* [What this task involves]: Copy out the items below, substituting "Annotator note" for each occurrence of "Reviewer note" and keeping all other text unchanged. Leave the pictures out of your version.

## start Task data

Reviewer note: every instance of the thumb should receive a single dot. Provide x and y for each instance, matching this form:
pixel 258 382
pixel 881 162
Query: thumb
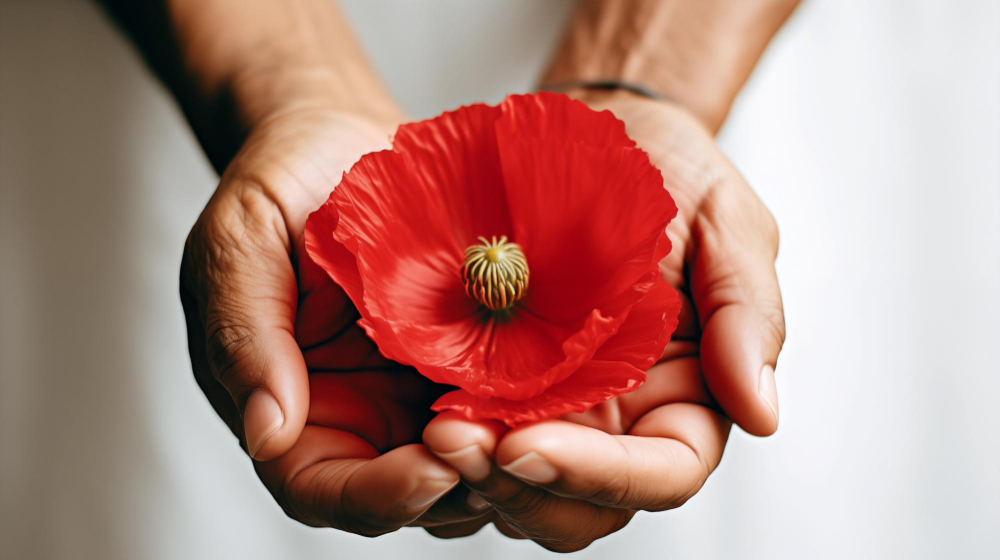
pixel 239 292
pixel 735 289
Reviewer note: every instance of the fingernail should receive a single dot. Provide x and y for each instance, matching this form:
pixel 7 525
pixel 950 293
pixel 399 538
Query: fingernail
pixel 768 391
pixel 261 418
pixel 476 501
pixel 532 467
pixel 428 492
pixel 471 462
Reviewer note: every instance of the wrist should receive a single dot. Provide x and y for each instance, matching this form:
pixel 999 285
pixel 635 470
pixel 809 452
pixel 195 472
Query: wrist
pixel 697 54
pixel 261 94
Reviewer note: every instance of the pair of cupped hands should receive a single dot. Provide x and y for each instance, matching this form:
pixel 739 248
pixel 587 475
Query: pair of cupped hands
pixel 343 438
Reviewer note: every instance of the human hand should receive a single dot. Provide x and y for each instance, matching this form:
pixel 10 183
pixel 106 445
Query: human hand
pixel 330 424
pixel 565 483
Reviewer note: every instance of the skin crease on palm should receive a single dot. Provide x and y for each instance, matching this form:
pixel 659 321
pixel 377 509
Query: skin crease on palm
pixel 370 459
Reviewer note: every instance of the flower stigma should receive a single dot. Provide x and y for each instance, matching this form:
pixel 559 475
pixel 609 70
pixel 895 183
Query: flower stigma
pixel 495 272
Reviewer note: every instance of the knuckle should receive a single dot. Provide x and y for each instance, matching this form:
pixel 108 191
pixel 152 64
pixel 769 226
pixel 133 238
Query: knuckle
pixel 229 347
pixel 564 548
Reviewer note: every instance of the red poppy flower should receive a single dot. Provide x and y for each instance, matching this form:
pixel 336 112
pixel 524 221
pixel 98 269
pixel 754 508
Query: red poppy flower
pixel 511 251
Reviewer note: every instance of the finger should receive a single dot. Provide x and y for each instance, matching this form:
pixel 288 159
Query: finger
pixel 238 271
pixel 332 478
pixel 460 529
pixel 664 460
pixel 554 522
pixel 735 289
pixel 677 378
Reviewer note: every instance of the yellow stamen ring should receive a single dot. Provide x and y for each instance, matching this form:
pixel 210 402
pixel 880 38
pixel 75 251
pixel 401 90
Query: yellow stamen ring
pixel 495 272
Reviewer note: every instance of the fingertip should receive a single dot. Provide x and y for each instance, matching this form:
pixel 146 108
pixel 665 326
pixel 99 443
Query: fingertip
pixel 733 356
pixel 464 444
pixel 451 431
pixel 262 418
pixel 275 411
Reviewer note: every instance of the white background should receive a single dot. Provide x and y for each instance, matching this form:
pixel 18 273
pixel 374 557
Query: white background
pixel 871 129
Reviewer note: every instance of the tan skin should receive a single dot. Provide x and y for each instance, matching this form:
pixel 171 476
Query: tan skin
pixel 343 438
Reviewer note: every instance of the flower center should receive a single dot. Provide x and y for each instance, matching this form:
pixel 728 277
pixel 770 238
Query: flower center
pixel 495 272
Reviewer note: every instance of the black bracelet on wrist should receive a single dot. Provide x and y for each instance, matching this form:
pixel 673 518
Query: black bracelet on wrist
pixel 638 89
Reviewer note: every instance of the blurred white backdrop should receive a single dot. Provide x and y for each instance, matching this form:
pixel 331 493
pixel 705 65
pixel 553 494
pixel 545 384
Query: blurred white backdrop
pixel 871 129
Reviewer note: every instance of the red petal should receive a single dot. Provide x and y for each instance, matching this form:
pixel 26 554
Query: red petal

## end Task data

* [Output for this exercise]:
Annotator note: every instance of the thumb should receive a single dot. Provide x and y for each instance, matching this form:
pixel 258 382
pixel 881 162
Query: thumb
pixel 239 292
pixel 735 289
Annotator note: every instance of the fingernail should receive a single dot. Provide x and y for each instance, matching this form:
pixel 7 525
pixel 950 293
pixel 399 538
Query: fingernail
pixel 768 391
pixel 261 418
pixel 476 501
pixel 532 467
pixel 428 492
pixel 471 462
Annotator note: every instance of the wrist should receive a single dot. Provide x and y for each instance, matching this form:
pixel 999 285
pixel 635 470
pixel 809 452
pixel 195 472
Query: wrist
pixel 697 54
pixel 261 94
Annotator note: every instance of the pair of cupped hands should receive a single dot. Provide x and y for each instance, matching this form:
pixel 739 248
pixel 587 475
Query: pair of cupped hands
pixel 343 438
Annotator note: every instance of the human hand should receive a single dot. Provide x and y for each instance, matching this form:
pixel 10 183
pixel 106 445
Query: human hand
pixel 330 424
pixel 565 483
Annotator note: every instance of the skin crease on palm should receive a single dot. Provide x and y for each instance, matching this form:
pixel 659 321
pixel 377 509
Query: skin crease on palm
pixel 370 459
Annotator note: every instance of the flower stigma should receive a single dot. Provide x and y for each instance, matching this form:
pixel 559 475
pixel 609 70
pixel 895 183
Query: flower stigma
pixel 495 272
Annotator note: every instance of the knuckle should receive a single dot. Provide x and y for each instance, matching this form:
pixel 108 191
pixel 152 64
pixel 769 226
pixel 133 238
Query: knuckle
pixel 229 347
pixel 564 548
Annotator note: every instance of the red poppy flower should receive a single dot. Provide x and y for each instance, matching this form:
pixel 336 112
pixel 524 221
pixel 98 269
pixel 754 508
Query: red poppy flower
pixel 511 251
Annotator note: every instance of the finger should receive a single dot. Provide x and y for each instance, matching this form:
pixel 288 159
Query: finger
pixel 238 271
pixel 332 478
pixel 460 529
pixel 664 460
pixel 554 522
pixel 735 289
pixel 677 378
Annotator note: every instance of the yellow stamen ring should receive a single dot. Provide x and y for each instance, matching this form:
pixel 210 402
pixel 880 38
pixel 75 251
pixel 401 90
Query: yellow stamen ring
pixel 495 272
Annotator note: every instance of the fingertip should receive a single dot. Provide x and y for each instance, matching this form:
pixel 146 108
pixel 665 326
pixel 99 443
Query: fingertip
pixel 733 356
pixel 464 444
pixel 451 431
pixel 262 418
pixel 275 411
Annotator note: every instance of the white background should receive a single dot. Provide x and y for each instance, matching this form:
pixel 18 273
pixel 374 557
Query: white background
pixel 871 129
Annotator note: every instance of the tan skin should receive a single dot. Provide x and y for each instance, matching this form:
pixel 171 476
Query: tan skin
pixel 343 438
Annotator note: every instance of the flower center should receive a single dot. Provide x and y for each instance, matching this form:
pixel 728 277
pixel 770 238
Query: flower center
pixel 495 272
Annotator note: every instance of the black bracelet on wrist should receive a single dot. Provide x and y for each instance, matching this form:
pixel 673 518
Query: black bracelet on wrist
pixel 638 89
Annotator note: every instance of the blurred white backdrop should receive a single dot. Provide x and y for each instance, matching this form:
pixel 331 493
pixel 705 65
pixel 553 494
pixel 545 384
Query: blurred white backdrop
pixel 871 129
Annotator note: every instance of the red petal should receive a single dot. Provide x and y for each instance, matching this form:
pixel 26 554
Query: red petal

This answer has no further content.